- PROBLEMS AND TASKS -
a: In the passage on nuclear lamins and aging, what reason is given for treating the mechanisms of Hutchinson–Gilford progeria syndrome as relevant to aging? Answer in one to three sentences.
b: List every process or role that the passage on nuclear lamins and aging attributes to vertebrate lamins and LEM-domain proteins.

- PASSAGE PROVIDED -
* * * * * * * * *

Vertebrate lamins and LEM-domain proteins are involved in gene regulation, TGFβ signaling, DNA replication, and mRNA transcription, and they also have fundamental roles in chromatin organization, nuclear architecture, and nuclear assembly (8). Previous studies showed that C. elegans embryos down-regulated for Ce-lamin (9), Ce-emerin plus Ce-MAN1 (10), or their mutual binding partner Barrier-to-Autointegration Factor (11) all died around the 100-cell stage with similar defects in nuclear structure and chromatin organization. Haithcock et al. (4) propose that nuclear lamina integrity is linked to enhanced lifespan and that compromised nuclear architecture could be a central cause of aging in nonneuronal tissues (see Fig. 1).
New findings link the integrity of the nuclear lamin filament network (lamina) to lifespan in C. elegans. These findings suggest that the mechanisms of human accelerated aging disorders such as Hutchinson–Gilford progeria syndrome, caused by mutations in A-type lamins, are relevant to aging.

* * * * * * * * *

- MATERIAL SHOWN -
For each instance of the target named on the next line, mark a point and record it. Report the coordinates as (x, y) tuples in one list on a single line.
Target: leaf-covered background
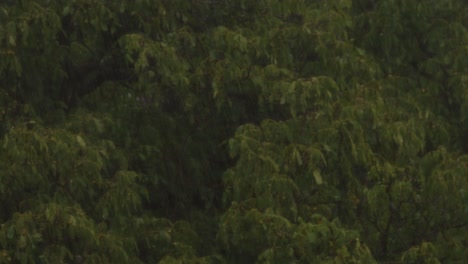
[(233, 131)]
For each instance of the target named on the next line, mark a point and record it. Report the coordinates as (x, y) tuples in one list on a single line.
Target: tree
[(233, 131)]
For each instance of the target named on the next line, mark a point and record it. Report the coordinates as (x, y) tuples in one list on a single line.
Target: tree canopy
[(233, 131)]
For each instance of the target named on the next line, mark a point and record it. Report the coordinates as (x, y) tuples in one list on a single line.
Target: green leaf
[(318, 177), (80, 141)]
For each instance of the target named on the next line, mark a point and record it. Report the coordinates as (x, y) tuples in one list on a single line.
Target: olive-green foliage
[(233, 131)]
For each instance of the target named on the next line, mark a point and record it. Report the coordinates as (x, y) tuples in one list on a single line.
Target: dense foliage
[(234, 131)]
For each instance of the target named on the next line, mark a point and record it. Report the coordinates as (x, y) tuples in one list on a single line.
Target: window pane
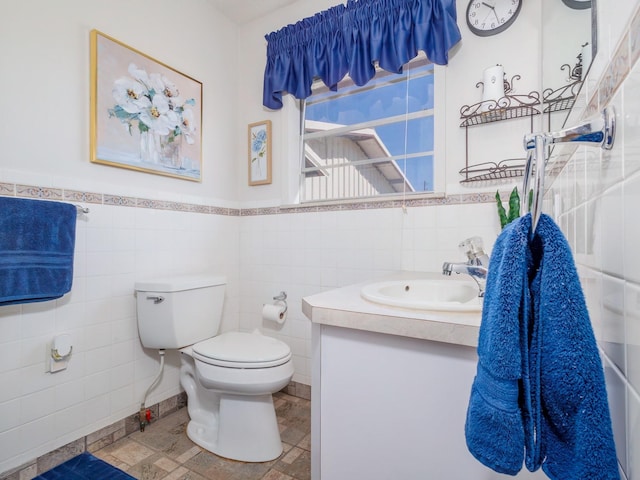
[(385, 98), (371, 140)]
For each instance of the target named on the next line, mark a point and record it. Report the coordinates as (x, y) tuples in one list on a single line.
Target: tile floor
[(163, 450)]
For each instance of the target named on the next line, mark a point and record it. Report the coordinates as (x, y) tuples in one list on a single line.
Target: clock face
[(488, 17)]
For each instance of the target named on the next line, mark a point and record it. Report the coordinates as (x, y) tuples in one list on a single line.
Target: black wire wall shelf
[(488, 111), (508, 107), (564, 98), (491, 171)]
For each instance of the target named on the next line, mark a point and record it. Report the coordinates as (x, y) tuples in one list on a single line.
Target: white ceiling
[(244, 11)]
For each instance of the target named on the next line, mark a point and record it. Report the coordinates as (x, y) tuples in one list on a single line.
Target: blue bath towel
[(575, 436), (539, 394), (495, 425), (37, 240)]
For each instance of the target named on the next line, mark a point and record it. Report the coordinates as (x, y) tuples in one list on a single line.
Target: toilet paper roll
[(274, 313), (493, 85), (586, 60)]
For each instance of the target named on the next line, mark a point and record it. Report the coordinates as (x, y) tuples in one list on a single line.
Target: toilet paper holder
[(282, 297)]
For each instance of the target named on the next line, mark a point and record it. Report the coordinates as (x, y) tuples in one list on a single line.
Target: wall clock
[(489, 17), (577, 4)]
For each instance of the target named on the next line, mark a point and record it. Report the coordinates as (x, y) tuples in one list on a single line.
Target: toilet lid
[(242, 350)]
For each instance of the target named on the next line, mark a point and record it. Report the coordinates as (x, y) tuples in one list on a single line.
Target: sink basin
[(425, 294)]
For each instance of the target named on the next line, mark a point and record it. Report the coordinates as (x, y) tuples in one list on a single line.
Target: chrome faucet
[(477, 264)]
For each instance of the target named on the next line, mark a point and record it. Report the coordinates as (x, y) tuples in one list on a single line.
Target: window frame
[(438, 114)]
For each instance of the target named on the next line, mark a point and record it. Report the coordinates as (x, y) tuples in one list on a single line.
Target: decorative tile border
[(76, 196)]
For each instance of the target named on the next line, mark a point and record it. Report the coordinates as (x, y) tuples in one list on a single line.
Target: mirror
[(568, 46)]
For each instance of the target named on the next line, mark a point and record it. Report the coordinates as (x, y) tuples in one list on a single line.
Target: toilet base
[(247, 430)]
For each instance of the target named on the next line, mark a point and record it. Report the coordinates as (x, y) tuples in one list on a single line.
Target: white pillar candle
[(493, 85)]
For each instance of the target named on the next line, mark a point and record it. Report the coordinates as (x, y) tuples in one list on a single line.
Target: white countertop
[(345, 307)]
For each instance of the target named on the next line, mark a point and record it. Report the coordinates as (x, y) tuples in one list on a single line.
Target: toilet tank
[(178, 311)]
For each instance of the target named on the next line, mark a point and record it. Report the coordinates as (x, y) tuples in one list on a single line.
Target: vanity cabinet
[(390, 406)]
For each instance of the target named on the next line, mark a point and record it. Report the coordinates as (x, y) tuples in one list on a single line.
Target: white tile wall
[(307, 253), (602, 209), (109, 371)]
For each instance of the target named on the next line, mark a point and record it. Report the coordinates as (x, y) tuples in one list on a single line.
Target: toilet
[(228, 378)]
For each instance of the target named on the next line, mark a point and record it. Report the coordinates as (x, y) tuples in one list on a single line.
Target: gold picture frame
[(259, 142), (145, 115)]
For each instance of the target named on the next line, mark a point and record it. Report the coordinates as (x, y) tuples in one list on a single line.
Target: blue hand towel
[(576, 439), (495, 424), (539, 391), (37, 240)]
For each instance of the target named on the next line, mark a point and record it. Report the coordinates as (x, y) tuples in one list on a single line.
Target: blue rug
[(84, 467)]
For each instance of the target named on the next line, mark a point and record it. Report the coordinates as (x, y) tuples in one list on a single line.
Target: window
[(370, 141)]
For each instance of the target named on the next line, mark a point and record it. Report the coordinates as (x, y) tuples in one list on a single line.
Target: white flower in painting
[(188, 126), (153, 103), (130, 95), (159, 117)]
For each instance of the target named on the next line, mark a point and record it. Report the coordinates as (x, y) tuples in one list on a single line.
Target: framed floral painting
[(145, 115), (260, 153)]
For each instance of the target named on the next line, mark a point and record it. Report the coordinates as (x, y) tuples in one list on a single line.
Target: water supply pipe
[(144, 415)]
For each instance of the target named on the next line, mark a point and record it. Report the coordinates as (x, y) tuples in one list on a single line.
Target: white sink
[(425, 294)]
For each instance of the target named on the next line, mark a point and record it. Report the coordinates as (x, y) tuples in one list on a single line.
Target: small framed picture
[(259, 137)]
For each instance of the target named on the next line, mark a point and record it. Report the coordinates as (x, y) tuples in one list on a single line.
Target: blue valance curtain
[(350, 38)]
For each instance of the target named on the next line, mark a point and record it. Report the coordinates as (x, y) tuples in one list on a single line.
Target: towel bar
[(596, 131)]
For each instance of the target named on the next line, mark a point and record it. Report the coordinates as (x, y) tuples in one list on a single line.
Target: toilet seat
[(242, 350)]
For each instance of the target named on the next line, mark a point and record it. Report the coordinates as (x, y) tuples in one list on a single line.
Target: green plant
[(514, 208)]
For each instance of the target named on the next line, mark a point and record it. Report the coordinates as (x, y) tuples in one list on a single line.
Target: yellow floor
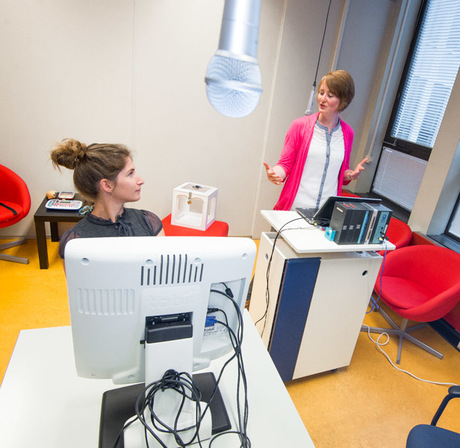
[(368, 404)]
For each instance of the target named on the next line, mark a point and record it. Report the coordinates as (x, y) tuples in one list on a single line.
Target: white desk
[(43, 403), (305, 238), (310, 315)]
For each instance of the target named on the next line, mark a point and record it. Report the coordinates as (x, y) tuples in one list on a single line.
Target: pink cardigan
[(294, 155)]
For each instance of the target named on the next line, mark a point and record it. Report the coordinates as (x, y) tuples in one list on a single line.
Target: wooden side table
[(43, 215)]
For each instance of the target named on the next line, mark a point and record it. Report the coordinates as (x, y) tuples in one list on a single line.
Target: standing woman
[(105, 174), (314, 163)]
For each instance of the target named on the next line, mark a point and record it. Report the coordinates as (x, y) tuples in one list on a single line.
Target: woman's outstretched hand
[(275, 174), (357, 171)]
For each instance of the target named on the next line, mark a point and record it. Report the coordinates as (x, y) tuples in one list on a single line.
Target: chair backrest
[(399, 233), (13, 189), (436, 271)]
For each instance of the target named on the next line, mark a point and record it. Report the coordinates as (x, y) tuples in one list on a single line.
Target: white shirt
[(321, 171)]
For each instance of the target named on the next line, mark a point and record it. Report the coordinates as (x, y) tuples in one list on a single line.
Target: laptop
[(322, 216)]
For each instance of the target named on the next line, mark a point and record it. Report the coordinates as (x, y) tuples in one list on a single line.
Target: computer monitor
[(173, 292), (116, 284)]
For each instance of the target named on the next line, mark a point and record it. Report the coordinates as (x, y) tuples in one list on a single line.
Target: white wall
[(132, 71)]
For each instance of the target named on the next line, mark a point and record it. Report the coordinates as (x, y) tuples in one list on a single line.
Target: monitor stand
[(118, 405)]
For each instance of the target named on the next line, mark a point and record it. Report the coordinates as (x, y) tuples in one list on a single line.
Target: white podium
[(310, 315)]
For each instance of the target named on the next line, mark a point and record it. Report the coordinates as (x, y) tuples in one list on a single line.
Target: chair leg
[(13, 258), (403, 333)]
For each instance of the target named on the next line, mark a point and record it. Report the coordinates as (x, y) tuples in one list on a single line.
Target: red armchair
[(14, 206), (419, 283)]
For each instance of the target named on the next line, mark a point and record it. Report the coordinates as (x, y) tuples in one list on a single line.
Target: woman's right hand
[(275, 174)]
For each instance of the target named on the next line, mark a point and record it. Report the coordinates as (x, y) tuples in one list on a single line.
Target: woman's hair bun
[(68, 153)]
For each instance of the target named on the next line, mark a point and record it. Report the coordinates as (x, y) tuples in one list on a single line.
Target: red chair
[(419, 283), (217, 228), (14, 206), (398, 233)]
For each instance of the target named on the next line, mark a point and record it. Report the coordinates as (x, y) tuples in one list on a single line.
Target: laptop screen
[(323, 215)]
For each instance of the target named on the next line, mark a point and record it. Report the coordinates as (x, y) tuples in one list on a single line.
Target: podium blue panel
[(293, 304)]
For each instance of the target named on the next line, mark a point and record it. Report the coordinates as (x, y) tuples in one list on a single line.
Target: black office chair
[(429, 436)]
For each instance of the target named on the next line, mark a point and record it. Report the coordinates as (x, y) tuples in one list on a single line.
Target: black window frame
[(412, 149)]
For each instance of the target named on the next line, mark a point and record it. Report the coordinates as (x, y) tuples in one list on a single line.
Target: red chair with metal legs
[(420, 283), (14, 206)]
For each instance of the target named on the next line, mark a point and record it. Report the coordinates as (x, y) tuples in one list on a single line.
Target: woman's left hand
[(354, 174)]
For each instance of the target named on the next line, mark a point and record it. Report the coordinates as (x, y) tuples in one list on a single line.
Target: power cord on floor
[(379, 346)]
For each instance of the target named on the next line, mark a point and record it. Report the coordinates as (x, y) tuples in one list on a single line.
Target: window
[(422, 97), (453, 227)]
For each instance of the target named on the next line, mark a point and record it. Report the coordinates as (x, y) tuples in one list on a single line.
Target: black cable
[(322, 42), (183, 384), (267, 273), (236, 341)]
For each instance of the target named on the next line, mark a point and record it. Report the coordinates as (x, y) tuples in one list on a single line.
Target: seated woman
[(105, 174)]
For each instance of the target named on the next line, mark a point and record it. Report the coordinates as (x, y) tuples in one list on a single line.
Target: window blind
[(431, 74)]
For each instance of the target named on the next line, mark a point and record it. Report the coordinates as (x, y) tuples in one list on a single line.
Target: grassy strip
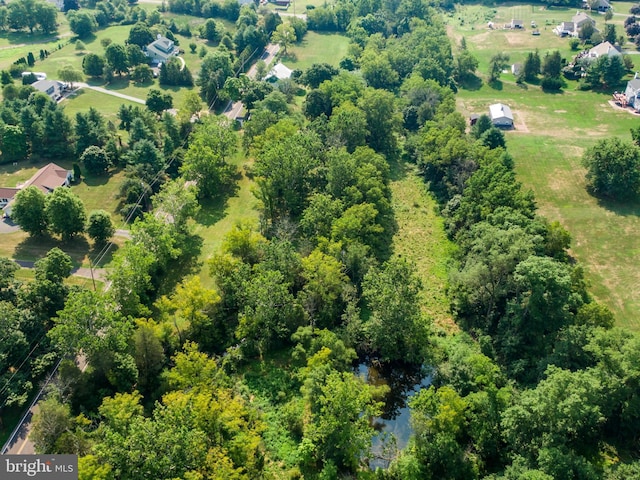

* * * * * * * * *

- RESULTS OF THE TASKS -
a: New findings in C. elegans link the integrity of the nuclear lamina to lifespan. Hutchinson–Gilford progeria syndrome is caused by mutations in A-type lamins, so its mechanisms are considered relevant to aging.

b:
1. Gene regulation
2. TGFβ signaling
3. DNA replication
4. mRNA transcription
5. Chromatin organization
6. Nuclear architecture
7. Nuclear assembly